Coordinate annotation records
======

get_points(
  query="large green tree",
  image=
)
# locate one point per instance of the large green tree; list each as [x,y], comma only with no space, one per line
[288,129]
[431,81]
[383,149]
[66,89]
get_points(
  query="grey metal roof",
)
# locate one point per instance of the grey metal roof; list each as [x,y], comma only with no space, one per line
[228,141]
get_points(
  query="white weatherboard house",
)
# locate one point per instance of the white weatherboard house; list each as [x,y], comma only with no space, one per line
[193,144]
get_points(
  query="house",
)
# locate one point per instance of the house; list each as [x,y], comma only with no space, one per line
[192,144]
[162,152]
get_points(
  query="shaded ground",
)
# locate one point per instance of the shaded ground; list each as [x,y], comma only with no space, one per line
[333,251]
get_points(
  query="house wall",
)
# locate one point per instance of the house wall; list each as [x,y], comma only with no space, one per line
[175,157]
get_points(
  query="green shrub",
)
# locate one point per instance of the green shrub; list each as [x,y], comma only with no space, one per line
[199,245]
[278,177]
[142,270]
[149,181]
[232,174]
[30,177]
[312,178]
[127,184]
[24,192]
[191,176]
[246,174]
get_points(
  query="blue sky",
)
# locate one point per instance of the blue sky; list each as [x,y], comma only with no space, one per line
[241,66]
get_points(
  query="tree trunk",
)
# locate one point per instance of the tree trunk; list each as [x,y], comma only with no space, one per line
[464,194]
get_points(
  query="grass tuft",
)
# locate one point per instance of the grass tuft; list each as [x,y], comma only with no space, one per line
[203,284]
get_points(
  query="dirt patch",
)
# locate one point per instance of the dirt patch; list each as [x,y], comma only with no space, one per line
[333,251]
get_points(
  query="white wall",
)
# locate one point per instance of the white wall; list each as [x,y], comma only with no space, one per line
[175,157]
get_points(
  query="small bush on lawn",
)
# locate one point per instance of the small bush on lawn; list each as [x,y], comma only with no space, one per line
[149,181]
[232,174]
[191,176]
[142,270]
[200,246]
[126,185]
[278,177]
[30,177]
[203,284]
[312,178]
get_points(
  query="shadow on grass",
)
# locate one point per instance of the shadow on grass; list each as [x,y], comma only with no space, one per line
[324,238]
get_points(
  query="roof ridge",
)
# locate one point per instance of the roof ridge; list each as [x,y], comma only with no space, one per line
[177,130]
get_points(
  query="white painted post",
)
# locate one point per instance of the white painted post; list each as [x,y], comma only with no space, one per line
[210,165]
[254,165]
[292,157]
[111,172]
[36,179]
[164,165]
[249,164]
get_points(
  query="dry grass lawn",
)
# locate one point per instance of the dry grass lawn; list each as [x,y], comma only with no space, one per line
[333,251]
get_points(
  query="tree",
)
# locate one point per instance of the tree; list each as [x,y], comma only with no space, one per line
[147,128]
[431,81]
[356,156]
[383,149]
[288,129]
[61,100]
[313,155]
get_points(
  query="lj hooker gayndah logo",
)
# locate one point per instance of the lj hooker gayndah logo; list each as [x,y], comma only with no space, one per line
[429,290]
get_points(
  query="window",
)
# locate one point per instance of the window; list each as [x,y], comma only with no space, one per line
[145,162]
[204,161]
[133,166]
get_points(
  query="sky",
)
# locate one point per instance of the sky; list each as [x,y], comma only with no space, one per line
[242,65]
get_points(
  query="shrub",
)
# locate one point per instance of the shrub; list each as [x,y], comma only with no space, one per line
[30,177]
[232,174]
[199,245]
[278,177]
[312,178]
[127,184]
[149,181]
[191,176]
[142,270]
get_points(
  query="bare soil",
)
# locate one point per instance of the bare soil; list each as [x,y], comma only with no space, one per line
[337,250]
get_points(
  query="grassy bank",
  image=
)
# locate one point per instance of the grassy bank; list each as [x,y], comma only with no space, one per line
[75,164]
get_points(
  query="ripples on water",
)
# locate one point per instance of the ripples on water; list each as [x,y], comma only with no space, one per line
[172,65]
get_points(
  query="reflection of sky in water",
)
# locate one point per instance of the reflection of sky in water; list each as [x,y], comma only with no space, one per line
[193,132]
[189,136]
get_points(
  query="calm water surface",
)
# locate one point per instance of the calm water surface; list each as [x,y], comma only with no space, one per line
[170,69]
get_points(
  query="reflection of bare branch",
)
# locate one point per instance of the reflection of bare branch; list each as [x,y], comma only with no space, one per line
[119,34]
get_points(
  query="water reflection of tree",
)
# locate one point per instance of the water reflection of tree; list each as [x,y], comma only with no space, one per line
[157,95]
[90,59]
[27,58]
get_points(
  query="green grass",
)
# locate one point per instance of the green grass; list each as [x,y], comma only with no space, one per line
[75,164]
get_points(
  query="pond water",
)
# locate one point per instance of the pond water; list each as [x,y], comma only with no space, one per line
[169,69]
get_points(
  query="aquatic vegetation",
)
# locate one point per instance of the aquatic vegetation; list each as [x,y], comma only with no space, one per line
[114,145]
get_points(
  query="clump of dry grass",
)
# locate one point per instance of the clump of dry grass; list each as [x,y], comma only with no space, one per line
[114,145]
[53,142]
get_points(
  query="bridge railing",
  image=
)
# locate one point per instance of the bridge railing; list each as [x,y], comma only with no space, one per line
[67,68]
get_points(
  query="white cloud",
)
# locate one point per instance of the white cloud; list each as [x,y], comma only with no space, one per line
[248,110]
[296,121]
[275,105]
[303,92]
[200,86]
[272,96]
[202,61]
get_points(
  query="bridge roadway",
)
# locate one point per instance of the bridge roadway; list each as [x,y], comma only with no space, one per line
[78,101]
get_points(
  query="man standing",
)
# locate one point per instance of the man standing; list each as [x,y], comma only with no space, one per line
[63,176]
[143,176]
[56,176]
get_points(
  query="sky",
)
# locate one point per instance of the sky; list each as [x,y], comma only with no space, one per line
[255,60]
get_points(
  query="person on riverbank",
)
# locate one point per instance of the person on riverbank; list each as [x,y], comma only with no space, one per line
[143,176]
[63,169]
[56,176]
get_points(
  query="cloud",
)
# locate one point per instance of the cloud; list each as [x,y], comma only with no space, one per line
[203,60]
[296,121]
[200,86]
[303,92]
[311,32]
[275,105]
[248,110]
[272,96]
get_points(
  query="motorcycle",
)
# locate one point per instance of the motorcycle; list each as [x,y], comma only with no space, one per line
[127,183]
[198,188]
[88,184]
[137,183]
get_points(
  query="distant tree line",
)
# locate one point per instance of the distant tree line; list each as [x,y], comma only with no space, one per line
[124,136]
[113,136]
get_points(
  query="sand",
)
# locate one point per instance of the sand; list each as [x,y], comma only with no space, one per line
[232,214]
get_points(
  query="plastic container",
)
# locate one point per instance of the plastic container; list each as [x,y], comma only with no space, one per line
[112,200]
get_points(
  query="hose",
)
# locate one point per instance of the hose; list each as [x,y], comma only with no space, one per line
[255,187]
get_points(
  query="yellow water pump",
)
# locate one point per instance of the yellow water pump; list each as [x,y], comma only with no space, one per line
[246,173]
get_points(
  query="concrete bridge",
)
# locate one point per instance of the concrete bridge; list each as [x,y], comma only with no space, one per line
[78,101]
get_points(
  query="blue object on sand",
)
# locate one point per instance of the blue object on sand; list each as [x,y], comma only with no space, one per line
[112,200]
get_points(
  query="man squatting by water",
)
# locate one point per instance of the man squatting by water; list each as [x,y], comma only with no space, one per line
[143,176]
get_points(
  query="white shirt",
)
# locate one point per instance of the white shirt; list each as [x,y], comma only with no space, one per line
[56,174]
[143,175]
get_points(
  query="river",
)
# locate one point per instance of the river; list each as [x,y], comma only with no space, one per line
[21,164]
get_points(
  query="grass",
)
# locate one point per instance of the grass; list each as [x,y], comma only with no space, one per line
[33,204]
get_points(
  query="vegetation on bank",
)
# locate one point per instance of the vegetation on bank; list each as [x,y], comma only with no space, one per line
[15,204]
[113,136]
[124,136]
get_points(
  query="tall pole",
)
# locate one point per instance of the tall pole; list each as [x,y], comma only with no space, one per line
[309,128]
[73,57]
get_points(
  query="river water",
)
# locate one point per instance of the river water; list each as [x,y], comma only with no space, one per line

======

▶ _TASK STATEMENT_: Which lines of the material contain the word "roof"? Report each of them in full.

▶ _WORKED ANSWER_:
  query="grey metal roof",
# locate one point per instance of the grey metal roof; list each as [x,y], comma only with no space, one per line
  query="roof ridge",
# locate one point per instance of the roof ridge; list each as [x,y], comma only with no space, one per line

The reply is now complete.